[Dataset excerpts]
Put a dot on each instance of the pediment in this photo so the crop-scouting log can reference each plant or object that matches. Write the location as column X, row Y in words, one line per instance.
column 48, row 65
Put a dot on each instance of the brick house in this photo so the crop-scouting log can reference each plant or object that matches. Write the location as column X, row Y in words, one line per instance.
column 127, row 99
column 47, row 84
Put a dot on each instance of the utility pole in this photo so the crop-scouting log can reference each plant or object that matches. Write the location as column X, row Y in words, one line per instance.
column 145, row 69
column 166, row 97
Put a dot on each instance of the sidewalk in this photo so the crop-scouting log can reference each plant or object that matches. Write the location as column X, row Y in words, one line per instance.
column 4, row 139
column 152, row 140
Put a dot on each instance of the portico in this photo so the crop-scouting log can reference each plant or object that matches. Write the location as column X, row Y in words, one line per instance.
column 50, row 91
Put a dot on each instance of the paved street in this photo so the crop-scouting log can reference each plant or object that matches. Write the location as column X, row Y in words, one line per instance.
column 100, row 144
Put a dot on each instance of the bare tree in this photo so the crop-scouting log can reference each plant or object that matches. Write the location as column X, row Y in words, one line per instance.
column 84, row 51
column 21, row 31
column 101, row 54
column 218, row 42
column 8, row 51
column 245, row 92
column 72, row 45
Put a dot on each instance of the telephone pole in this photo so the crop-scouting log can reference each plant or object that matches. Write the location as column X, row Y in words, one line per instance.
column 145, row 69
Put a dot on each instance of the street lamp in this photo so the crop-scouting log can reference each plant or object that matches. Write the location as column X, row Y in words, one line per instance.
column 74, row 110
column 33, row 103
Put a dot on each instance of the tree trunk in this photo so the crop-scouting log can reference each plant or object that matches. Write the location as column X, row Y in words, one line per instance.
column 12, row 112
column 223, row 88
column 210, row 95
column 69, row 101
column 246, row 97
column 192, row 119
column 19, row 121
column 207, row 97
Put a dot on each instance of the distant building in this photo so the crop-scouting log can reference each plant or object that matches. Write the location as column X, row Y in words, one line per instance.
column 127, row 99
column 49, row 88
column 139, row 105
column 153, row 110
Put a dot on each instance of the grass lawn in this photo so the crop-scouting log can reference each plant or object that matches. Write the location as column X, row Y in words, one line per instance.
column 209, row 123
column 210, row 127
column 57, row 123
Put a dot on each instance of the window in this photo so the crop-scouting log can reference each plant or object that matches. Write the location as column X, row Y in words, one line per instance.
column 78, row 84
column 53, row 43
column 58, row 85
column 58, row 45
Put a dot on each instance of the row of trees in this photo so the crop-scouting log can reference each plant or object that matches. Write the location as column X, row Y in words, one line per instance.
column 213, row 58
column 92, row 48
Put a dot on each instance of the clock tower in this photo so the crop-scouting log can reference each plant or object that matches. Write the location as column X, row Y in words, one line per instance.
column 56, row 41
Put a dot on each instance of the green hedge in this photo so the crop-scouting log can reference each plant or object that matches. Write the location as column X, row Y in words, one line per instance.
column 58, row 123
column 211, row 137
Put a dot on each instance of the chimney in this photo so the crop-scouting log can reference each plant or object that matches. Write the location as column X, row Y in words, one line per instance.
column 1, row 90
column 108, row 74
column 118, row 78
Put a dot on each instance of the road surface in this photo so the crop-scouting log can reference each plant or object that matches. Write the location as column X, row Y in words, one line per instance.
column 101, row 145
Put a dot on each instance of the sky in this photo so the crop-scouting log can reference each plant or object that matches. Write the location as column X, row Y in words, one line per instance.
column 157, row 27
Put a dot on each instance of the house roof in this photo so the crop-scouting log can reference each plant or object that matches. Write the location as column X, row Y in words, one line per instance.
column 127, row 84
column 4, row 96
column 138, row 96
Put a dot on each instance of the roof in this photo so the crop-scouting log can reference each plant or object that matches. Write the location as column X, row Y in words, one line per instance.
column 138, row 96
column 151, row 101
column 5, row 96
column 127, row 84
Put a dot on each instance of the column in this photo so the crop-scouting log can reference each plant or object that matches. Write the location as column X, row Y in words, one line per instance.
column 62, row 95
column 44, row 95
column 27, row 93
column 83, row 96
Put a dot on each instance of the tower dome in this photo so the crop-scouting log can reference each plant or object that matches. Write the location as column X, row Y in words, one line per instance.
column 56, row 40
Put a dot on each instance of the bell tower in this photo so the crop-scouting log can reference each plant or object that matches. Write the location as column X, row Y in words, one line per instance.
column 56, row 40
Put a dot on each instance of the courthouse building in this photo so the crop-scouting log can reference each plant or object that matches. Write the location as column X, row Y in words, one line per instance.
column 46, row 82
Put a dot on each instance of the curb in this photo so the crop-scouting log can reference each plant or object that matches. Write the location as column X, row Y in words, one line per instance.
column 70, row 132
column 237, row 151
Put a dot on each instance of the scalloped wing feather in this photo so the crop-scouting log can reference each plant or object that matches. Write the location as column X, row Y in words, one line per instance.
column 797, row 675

● WHAT YOU ARE ASKED TO DO: Using the data above, repeat every line exactly.

● YOUR SOLUTION:
Put a dot on each instance of the pediment in this photo so the crop-scouting log can reference each plant or object that matches. Write the location as column X, row Y in words, one line per instance.
column 48, row 65
Put a dot on each instance of the brick house in this photo so the crop-scouting log can reference each plant or object that matches. Write the location as column X, row Y in words, one line per instance.
column 127, row 99
column 47, row 84
Put a dot on each instance of the utility pole in this photo so the crop-scouting log can reference each plant or object that matches. Write the location as column X, row Y in words, one line per instance.
column 145, row 69
column 166, row 97
Put a dot on each instance of the sidewalk in this photo so the crop-scouting log can reference each plant or object that matches. Write the location as column X, row Y in words, one line per instance.
column 4, row 139
column 152, row 140
Put a dot on each instance of the portico in this photo so the crop-scouting log can reference each plant or object that matches. Write the location as column X, row Y in words, one line per instance.
column 50, row 91
Put a dot on each instance of the paved street in this photo so the crop-scouting log can reference each plant or object that matches. Write the location as column X, row Y in words, one line per instance.
column 100, row 144
Put a dot on each instance of the bare tree in this photo so the crop-scouting log can reference each plant or object that matches. Write the location as column X, row Y in words, one line per instance.
column 84, row 51
column 21, row 31
column 101, row 54
column 218, row 42
column 8, row 51
column 245, row 92
column 72, row 45
Put a dot on each instance of the telephone pole in this photo so the crop-scouting log can reference each plant or object that matches. Write the location as column X, row Y in words, one line per instance.
column 145, row 69
Put a dot on each instance of the street lamp in this photo so the crop-scouting log can reference each plant or object that matches. Write the location as column X, row Y in words, one line per instance.
column 74, row 110
column 33, row 103
Put a dot on each instance of the tree trunk in this photo so the crop-scouting log can reference each plant or object that matches. Write the location as column X, row Y in words, one line per instance.
column 12, row 112
column 223, row 88
column 210, row 95
column 69, row 101
column 246, row 97
column 192, row 119
column 19, row 121
column 207, row 97
Put a dot on each instance of the distant building in this photo so the crop-scouting log can reference each plant or object that matches. Write the location as column X, row Y in words, one line per instance.
column 127, row 99
column 49, row 88
column 139, row 105
column 153, row 110
Put a dot on each instance of the grass lawn in this photo so the crop-scouting log can reference each plant or object that matches. Write the location as column X, row Y in words, one line per instance.
column 209, row 123
column 210, row 127
column 57, row 123
Put a dot on each instance of the window in this photo so the crop-scouting log can reference each plant or object that matches. Write the location as column X, row Y in words, one line per instance.
column 78, row 84
column 53, row 43
column 58, row 85
column 58, row 45
Put a dot on each instance of the row of trees in this photo so the crop-scouting log can reference each plant or object that matches. Write the location as column X, row Y in words, one line per instance.
column 213, row 58
column 92, row 48
Put a dot on each instance of the clock tower in this photo so the crop-scouting log can reference each plant or object that matches. Write the location as column X, row Y in words, one line per instance.
column 56, row 41
Put a dot on each instance of the green hedge in this photo so the crop-scouting log can reference each plant or object that matches. Write the location as column X, row Y in words, one line per instance.
column 58, row 123
column 211, row 137
Put a dot on each instance of the chimney in this photo so the crop-scouting log can reference each plant or object that matches. Write the location as column X, row Y in words, one line per instance.
column 1, row 90
column 108, row 74
column 118, row 78
Put a dot on each instance of the road surface in this photo so the crop-scouting log can reference each plant or object that matches. Write the location as column X, row Y in words, one line per instance.
column 101, row 145
Put a dot on each instance of the sky in this photo so the crop-scouting log can reference each plant or object that matches. Write the location as column X, row Y in words, one line per instance.
column 157, row 27
Put a dot on each instance of the house roof in this photo so the crop-scouting log can reference each plant or object that matches. Write the location as column X, row Y in words, one line per instance.
column 127, row 84
column 4, row 96
column 138, row 96
Put a dot on each instance of the roof in this photo so the crop-scouting log can reference each plant or object that matches. Write the location as column X, row Y in words, one line per instance.
column 138, row 96
column 151, row 101
column 5, row 96
column 127, row 84
Put a dot on each instance of the column in this photo so the crop-scouting log can reference each plant or object that matches. Write the location as column X, row Y in words, one line per instance.
column 62, row 95
column 44, row 95
column 27, row 93
column 83, row 96
Put a dot on each instance of the tower dome in this photo so the crop-scouting log can reference each plant or object that matches. Write the location as column X, row Y in words, one line per instance.
column 56, row 40
Put a dot on each instance of the bell tower in this photo so the crop-scouting log can reference each plant or object that matches. Write the location as column X, row Y in words, one line per instance.
column 56, row 40
Put a dot on each instance of the courthouse building in this photo so the crop-scouting log can reference each plant or object that matches. Write the location as column X, row Y in words, one line per instance.
column 46, row 82
Put a dot on each instance of the curb in this photo so the crop-scouting log can reference each plant or object that matches. Write the location as column X, row Y in words, one line per instance.
column 70, row 132
column 237, row 151
Put a dot on each instance of the scalloped wing feather in this photo so the crop-scouting log can reference each plant or object that matches. Write the location as column X, row Y in words, one line per instance.
column 797, row 675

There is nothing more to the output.